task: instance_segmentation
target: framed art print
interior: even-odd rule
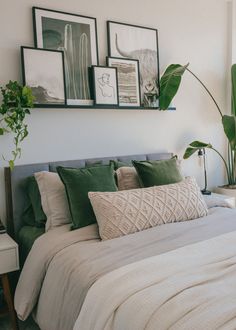
[[[96,105],[118,105],[117,68],[92,66],[93,91]]]
[[[119,106],[140,107],[138,60],[107,57],[107,65],[117,68]]]
[[[96,18],[33,7],[35,46],[64,52],[67,103],[92,105],[91,65],[98,65]]]
[[[141,104],[155,106],[159,96],[157,30],[108,21],[107,32],[109,56],[139,60]]]
[[[23,84],[32,89],[35,106],[66,104],[64,53],[21,47]]]

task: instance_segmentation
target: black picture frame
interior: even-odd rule
[[[32,14],[35,47],[64,51],[67,104],[91,107],[88,68],[99,65],[96,18],[41,7]]]
[[[26,52],[30,54],[27,55]],[[37,57],[36,53],[38,53]],[[48,54],[47,57],[46,53]],[[38,64],[35,65],[35,70],[33,65],[34,61]],[[21,46],[21,64],[23,84],[32,89],[32,94],[35,97],[35,107],[60,108],[66,106],[67,98],[63,51]],[[43,74],[45,75],[44,81],[42,80]],[[55,83],[55,81],[57,81],[57,83]],[[56,95],[61,95],[63,98],[60,99],[56,97]]]
[[[121,43],[119,36],[122,39]],[[158,107],[157,99],[160,93],[158,30],[146,26],[107,21],[107,40],[109,57],[139,60],[141,106]],[[124,42],[123,45],[122,42]],[[140,48],[142,42],[143,48]]]
[[[112,64],[113,62],[113,64]],[[120,57],[106,57],[106,63],[109,67],[116,67],[117,68],[117,77],[118,77],[118,90],[119,90],[119,106],[125,107],[127,109],[129,108],[139,108],[141,106],[141,94],[140,94],[140,72],[139,72],[139,61],[130,59],[130,58],[120,58]],[[132,79],[132,71],[127,70],[127,67],[124,67],[124,70],[122,69],[122,66],[118,66],[119,64],[123,63],[124,65],[127,63],[134,64],[135,65],[135,75],[136,75],[136,86],[135,86],[135,92],[137,95],[128,95],[128,92],[130,91],[132,93],[133,87],[131,84],[125,85],[127,83],[127,79],[125,79],[124,82],[121,82],[121,79],[123,78],[122,75],[129,74],[130,79]],[[123,72],[122,72],[123,70]],[[136,97],[136,102],[133,102],[134,98]],[[127,100],[125,102],[124,100]],[[128,101],[130,100],[130,101]]]
[[[119,106],[117,68],[93,65],[91,67],[91,74],[94,104],[117,108]]]

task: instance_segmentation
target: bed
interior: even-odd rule
[[[56,166],[170,158],[171,154],[16,166],[6,170],[8,228],[18,239],[20,182]],[[214,204],[212,204],[214,205]],[[224,207],[223,207],[224,206]],[[42,330],[235,329],[236,210],[101,241],[96,224],[60,226],[33,243],[15,294],[18,317]]]

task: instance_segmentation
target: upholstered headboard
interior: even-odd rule
[[[161,160],[171,158],[171,153],[153,153],[144,155],[130,155],[117,157],[104,157],[93,159],[67,160],[59,162],[49,162],[42,164],[30,164],[15,166],[12,171],[5,168],[5,187],[6,187],[6,209],[7,209],[7,231],[17,239],[17,234],[23,226],[22,214],[26,206],[27,196],[22,182],[27,177],[39,171],[55,172],[57,166],[84,167],[100,161],[108,164],[111,159],[129,163],[131,160]]]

▶ [Description of the task] Reproduce every line of the data above verbatim, leaving the pictures out.

▶ [Completed task]
task: instance_segmentation
target: framed art print
interior: even-odd rule
[[[96,105],[118,105],[117,68],[92,66],[93,91]]]
[[[119,106],[140,107],[138,60],[107,57],[107,65],[117,68]]]
[[[96,18],[33,7],[35,46],[64,52],[67,103],[92,105],[91,65],[98,65]]]
[[[141,104],[155,106],[159,96],[157,30],[108,21],[107,32],[109,56],[139,60]]]
[[[23,84],[32,89],[35,106],[66,104],[64,53],[21,47]]]

task: instance_segmentation
target: black picture frame
interior: even-odd rule
[[[32,14],[35,47],[64,51],[67,104],[91,107],[88,68],[99,65],[96,18],[41,7]]]
[[[26,52],[30,54],[27,55]],[[37,57],[36,53],[38,53]],[[48,54],[47,57],[46,53]],[[38,64],[35,65],[35,70],[33,65],[34,61]],[[21,46],[21,64],[23,84],[32,89],[32,94],[35,97],[35,107],[60,108],[66,106],[67,98],[63,51]],[[43,74],[45,75],[44,81],[42,80]],[[55,83],[55,81],[57,81],[57,83]],[[56,95],[61,95],[63,98],[60,99],[56,97]]]
[[[121,43],[119,36],[122,39]],[[158,107],[157,99],[160,93],[158,30],[146,26],[107,21],[107,40],[109,57],[139,60],[141,106]],[[124,42],[123,45],[122,42]],[[140,48],[142,42],[143,48]]]
[[[112,64],[113,62],[113,64]],[[120,57],[106,57],[106,63],[109,67],[116,67],[117,68],[117,77],[118,77],[118,90],[119,90],[119,106],[125,107],[127,109],[129,108],[139,108],[141,106],[141,94],[140,94],[140,72],[139,72],[139,61],[130,59],[130,58],[120,58]],[[132,79],[132,71],[127,70],[127,67],[124,67],[124,70],[122,69],[122,66],[118,66],[119,64],[123,63],[124,65],[127,63],[134,64],[135,65],[135,75],[136,75],[136,86],[135,86],[135,92],[137,95],[128,95],[128,92],[130,91],[132,93],[133,87],[131,84],[125,85],[127,83],[127,79],[125,79],[124,82],[121,82],[121,79],[123,78],[122,75],[129,74],[130,79]],[[123,72],[122,72],[123,70]],[[136,97],[136,102],[133,102],[134,98]],[[127,100],[125,102],[124,100]],[[128,101],[130,100],[130,101]]]
[[[119,106],[117,68],[93,65],[91,67],[91,74],[94,104],[117,108]]]

task: instance_segmentation
target: bed
interior: even-odd rule
[[[56,166],[170,158],[171,154],[16,166],[6,170],[8,228],[18,239],[20,182]],[[214,204],[212,204],[214,205]],[[224,207],[223,207],[224,206]],[[42,330],[235,329],[236,210],[101,241],[96,224],[60,226],[33,243],[15,294],[18,317]]]

task: instance_segmentation
target: upholstered headboard
interior: even-odd rule
[[[161,160],[171,158],[171,153],[153,153],[144,155],[130,155],[117,157],[104,157],[93,159],[67,160],[59,162],[49,162],[42,164],[30,164],[15,166],[12,171],[5,168],[5,187],[6,187],[6,209],[7,209],[7,231],[17,239],[17,234],[23,226],[22,214],[26,206],[27,196],[22,182],[27,177],[39,171],[55,172],[57,166],[84,167],[100,161],[108,164],[111,159],[129,163],[131,160]]]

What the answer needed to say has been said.